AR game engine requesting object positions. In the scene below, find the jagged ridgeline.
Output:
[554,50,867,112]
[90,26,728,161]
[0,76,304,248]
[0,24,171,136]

-------------------------

# Exercise:
Rewrite every line of the data above, including the request, and raise each box coordinate by 136.

# Final result:
AR game engine requesting object positions. In the scene below, find the jagged ridgeline.
Output:
[690,186,1003,248]
[226,162,864,297]
[136,212,440,384]
[136,160,307,272]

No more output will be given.